§ **TRECHO PARA LEITURA**
◇ ◇ ◇ ◇

44. Aliás, se aqui no Brasil a gente reclama de homofobia, na Rússia é tolerância zero. Parada gay é proibida por lei e os poucos homossexuais militantes que tentam fazê-la levam porrada da polícia e de civis. Recentemente, em São Petersburgo, considerada a capital cultural da Rússia, foi aprovada uma lei que criminaliza a “propaganda homossexual”, ou seja, o simples fato de dizer em público “eu sou gay” é crime. Bom, se você disser isso em português, talvez não vá em cana...

45. Outra característica marcante da sociedade russa é o machismo. Desde a infância, nas escolas, meninos aprendem marcenaria e mecânica enquanto meninas aprendem a cozinhar e costurar. Elas são orientadas desde pequenas a se vestirem e parecem bonitas para os homens e que devem obedecê-los, enquanto eles podem fazer o que quiserem. Homens quase nunca ajudam nas tarefas domésticas e são muito ciumentos. Em compensação, talvez pela frieza do homem russo, eles não cantam ou assobiam para mulheres na rua, coisa tão comum no Brasil.

46. Em termos econômicos, a sociedade russa é mais igualitária que a brasileira, não se notando uma diferença tão grande quanto a nossa entre ricos e pobres. Lá há muito menos miséria e mendigos, até porque é impossível viver na rua com o rigoroso inverno russo. Em compensação, há uma grande concentração de riqueza nas mãos de uns poucos, sendo que Moscou é a cidade com o maior número de bilionários do mundo.

◇ ◇ ◇ ◇

§ **MATERIAL FORNECIDO**
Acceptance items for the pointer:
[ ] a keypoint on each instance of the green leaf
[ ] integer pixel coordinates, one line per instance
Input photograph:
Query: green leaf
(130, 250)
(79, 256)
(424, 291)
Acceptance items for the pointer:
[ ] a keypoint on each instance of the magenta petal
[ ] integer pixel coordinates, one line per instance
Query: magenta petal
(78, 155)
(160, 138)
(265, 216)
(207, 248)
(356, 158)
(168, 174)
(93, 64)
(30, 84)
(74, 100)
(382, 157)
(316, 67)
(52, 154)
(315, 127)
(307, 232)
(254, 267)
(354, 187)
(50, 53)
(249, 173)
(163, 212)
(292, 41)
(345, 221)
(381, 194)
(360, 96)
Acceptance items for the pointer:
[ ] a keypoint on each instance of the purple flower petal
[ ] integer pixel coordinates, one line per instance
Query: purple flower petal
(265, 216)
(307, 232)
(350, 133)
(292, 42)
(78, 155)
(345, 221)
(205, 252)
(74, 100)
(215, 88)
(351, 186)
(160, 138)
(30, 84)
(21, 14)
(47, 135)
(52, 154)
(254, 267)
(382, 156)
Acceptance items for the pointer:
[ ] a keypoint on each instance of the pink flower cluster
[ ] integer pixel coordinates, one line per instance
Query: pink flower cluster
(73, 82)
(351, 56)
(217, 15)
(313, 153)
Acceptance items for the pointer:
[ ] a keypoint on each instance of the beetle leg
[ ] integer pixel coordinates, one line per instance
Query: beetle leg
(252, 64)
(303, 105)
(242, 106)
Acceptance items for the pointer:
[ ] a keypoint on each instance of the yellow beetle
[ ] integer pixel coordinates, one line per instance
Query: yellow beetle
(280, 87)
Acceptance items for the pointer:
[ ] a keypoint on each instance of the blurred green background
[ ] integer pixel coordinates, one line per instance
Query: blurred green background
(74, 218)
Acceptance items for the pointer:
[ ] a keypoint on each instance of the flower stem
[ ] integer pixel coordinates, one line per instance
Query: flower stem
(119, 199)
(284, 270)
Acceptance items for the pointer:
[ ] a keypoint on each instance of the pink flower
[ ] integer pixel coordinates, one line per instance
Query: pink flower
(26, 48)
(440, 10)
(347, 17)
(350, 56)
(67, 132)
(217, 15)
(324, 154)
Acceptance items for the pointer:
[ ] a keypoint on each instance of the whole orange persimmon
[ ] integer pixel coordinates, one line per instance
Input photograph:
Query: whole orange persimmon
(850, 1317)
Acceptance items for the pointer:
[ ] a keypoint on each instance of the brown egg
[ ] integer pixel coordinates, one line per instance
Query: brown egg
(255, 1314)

◇ ◇ ◇ ◇

§ **INSTRUÇÕES DO EXERCÍCIO**
1) Copie o trecho sobre a sociedade russa entre "44. Aliás, se" e "vá em cana...", inclusive.
2) Dê a sequência do trecho sobre a sociedade russa a partir do ponto em que ele termina.

§ **RESULTADOS POR TAREFA**
1)
44. Aliás, se aqui no Brasil a gente reclama de homofobia, na Rússia é tolerância zero. Parada gay é proibida por lei e os poucos homossexuais militantes que tentam fazê-la levam porrada da polícia e de civis. Recentemente, em São Petersburgo, considerada a capital cultural da Rússia, foi aprovada uma lei que criminaliza a “propaganda homossexual”, ou seja, o simples fato de dizer em público “eu sou gay” é crime. Bom, se você disser isso em português, talvez não vá em cana...

2)
47. A maioria dos russos já esteve, está ou estará alguma vez na vida na Crimeia, um balneário no sul da Ucrânia. Destinos turísticos populares também são Turquia e Egito, que são inundadas de turistas russos beberrões. Para os que tem mais dinheiro, Tailândia e Indonésia são os destinos turísticos mais procurados.

48. Todo russo que se preza tem vk (abreviatura de vkontakte “emcontato” [sic], em russo), uma espécie de facebook russófono com um ótimo sistema de compartilhamento de música e vídeo, que, por sinal, está ficando popular entre brasileiros, e/ou livejournal, um tipo de blog e rede social.

49. Russos adoram adornar títulos de profissões. Se lhe oferecerem uma vaga de emprego como “promoter”, não ache que você vai organizar mega eventos ou trabalhar numa grande empresa, mas sim distribuir panfletos na rua, ou se te chamarem para ser “manager em landschaft” (mistureba do inglês para “gerente” e do alemão para “paisagem”), não vá achando que você vai ser chefe de algum departamento executivo. Balela, isso quer dizer “faxineiro”.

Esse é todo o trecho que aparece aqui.